§ **Excerpt to read**

▼▼▼

John: So that’s the meditation stuff in which there was something about my nature that was all too catatonic yesterday, and all askew. And so when I come to bed, it’s rather late, and so I have a sequence of dreams that have to do with there being bits and pieces out of place. And I kept throwing it off, and throwing it off, until one of them seems like more important to maybe try to discuss, or look at, and so write it up.

And what is happening in this image is, it’s like I’ve initially walked into like a catalytic area, like a cafeteria, and then I realize the person I am with is interested in getting something to eat, or I’m suddenly with someone and if they’re interested in getting something to eat. I don’t need anything to eat because I’m not really hungry, but it seems to be part of the protocol to have to be part of all of this environment.

So I go and I get some soup. It’s a little awkward even for me to go and get soup because I’m not really in that condition, either. And so, because I didn’t want much, I turn away from this food counter area quicker and look back into the dining room. And there seem to be teenagers at every table, which means that I’m kind of in a daze as to where to sit. In other words, this is a reflection of my parts scattered all over the place.

▲▲▲

§ **Work request A**
Echo the part of the dream account that opens with the words containing "And what is" and closes with "of this environment.".
§ **Work request B**
Decide whether each statement agrees with the dream account, answering yes or no and quoting the deciding words: (i) The speaker is hungry on entering the cafeteria. (ii) The speaker gets some soup. (iii) Elderly diners fill the tables in the dining room.
§ **Work request C**
Finish out the next part of the dream account, continuing after its last sentence.

§ **Data supplied**

▼▼▼

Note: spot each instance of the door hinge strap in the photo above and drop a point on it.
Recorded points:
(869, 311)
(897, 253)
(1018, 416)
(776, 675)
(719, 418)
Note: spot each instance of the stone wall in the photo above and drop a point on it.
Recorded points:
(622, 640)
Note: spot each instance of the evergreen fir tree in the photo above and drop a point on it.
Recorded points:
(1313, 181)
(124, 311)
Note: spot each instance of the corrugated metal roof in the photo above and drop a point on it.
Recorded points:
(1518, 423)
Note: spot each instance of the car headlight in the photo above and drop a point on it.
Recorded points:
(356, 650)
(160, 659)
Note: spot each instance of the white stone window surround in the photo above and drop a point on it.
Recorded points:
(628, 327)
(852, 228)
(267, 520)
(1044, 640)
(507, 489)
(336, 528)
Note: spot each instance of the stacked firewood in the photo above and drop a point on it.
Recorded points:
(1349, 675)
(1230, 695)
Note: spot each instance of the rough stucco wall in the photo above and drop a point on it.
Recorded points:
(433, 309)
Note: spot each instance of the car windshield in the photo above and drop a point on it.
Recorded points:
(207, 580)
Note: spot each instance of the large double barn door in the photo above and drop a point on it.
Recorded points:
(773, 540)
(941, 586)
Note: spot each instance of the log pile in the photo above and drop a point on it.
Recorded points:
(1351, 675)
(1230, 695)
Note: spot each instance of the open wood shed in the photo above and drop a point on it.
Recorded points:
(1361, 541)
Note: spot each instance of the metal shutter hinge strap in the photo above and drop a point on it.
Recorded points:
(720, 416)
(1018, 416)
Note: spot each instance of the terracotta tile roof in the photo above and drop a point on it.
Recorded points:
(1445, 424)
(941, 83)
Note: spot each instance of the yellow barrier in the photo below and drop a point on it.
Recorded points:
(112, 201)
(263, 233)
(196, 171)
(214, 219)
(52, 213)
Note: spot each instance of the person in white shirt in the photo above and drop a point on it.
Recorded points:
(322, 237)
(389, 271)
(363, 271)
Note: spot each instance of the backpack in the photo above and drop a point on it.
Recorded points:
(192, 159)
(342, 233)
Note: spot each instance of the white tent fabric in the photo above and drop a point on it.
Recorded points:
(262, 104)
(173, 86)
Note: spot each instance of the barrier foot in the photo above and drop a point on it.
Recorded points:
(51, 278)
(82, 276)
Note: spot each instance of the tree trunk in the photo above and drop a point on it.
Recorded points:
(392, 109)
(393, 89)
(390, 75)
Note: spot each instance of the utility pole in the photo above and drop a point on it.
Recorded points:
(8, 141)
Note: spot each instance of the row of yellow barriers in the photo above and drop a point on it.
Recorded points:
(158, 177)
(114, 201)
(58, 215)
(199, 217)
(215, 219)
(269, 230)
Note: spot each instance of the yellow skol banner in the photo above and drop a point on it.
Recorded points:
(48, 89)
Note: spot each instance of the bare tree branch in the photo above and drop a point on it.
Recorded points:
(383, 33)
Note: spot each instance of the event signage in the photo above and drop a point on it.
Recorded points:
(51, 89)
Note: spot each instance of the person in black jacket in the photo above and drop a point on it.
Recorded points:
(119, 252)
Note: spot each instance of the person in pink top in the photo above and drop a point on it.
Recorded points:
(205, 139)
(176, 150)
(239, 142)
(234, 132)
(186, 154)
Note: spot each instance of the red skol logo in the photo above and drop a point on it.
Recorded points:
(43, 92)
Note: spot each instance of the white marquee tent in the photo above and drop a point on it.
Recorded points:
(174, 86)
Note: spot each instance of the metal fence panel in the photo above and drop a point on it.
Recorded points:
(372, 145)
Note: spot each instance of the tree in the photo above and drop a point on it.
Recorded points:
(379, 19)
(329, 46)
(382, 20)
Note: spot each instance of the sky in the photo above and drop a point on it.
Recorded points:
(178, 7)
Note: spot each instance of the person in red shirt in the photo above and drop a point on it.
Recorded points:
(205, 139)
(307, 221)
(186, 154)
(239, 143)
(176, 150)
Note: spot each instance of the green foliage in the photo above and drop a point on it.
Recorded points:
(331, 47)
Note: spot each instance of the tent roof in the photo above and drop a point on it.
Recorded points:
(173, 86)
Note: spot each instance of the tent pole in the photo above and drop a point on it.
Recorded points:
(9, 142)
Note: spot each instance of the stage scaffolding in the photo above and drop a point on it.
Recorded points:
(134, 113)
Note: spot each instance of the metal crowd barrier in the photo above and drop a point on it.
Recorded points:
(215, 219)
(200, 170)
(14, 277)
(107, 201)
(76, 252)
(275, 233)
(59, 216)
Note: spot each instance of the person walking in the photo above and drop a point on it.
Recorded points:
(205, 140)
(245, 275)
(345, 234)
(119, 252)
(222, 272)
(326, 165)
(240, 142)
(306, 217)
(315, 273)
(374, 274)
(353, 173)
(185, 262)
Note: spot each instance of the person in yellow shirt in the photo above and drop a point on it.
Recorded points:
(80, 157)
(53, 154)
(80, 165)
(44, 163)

▲▲▲

§ **Answer section A**
And what is happening in this image is, it’s like I’ve initially walked into like a catalytic area, like a cafeteria, and then I realize the person I am with is interested in getting something to eat, or I’m suddenly with someone and if they’re interested in getting something to eat. I don’t need anything to eat because I’m not really hungry, but it seems to be part of the protocol to have to be part of all of this environment.

§ **Answer section B**
(i) No: "I don’t need anything to eat because I’m not really hungry"
(ii) Yes: "So I go and I get some soup."
(iii) No: "there seem to be teenagers at every table"

§ **Answer section C**
And suddenly I notice my friend is behind me, he’s gotten something, whatever it is, and he’s just kind of waiting to see what table I select. I don’t really care what table I get. I just don’t see a table, and there’s no space that opens up for me because, somehow or another, my parts are still scattered all over the place, which means I don’t feel comfortable in the area. Nor do I know how to select a table now.

And so, I’m at an impasse, with no opinion one way or another. But I would normally have an opinion if I was grounded; but I’m not grounded. My parts are too scattered around that I’m kind of demasculated or washed out.

In other words, this is something that, in what is occurring, is the opposite of before where I had kind of a loud and outspoken mannerism. Now it’s more like I’ve stopped, or exhausted, myself, and now where do I stand? Where do I pick up the pieces again?

So it’s a dream that indicates that, when I wear myself out, I go the other extreme and let go of a semblance of balance of self, so I do not know how to conduct myself. And what happens is, when in an extreme, I don’t realize either that I’m not conducting myself in the ordinary environment; just taking into account everything that happens in the environment in an ordinary way.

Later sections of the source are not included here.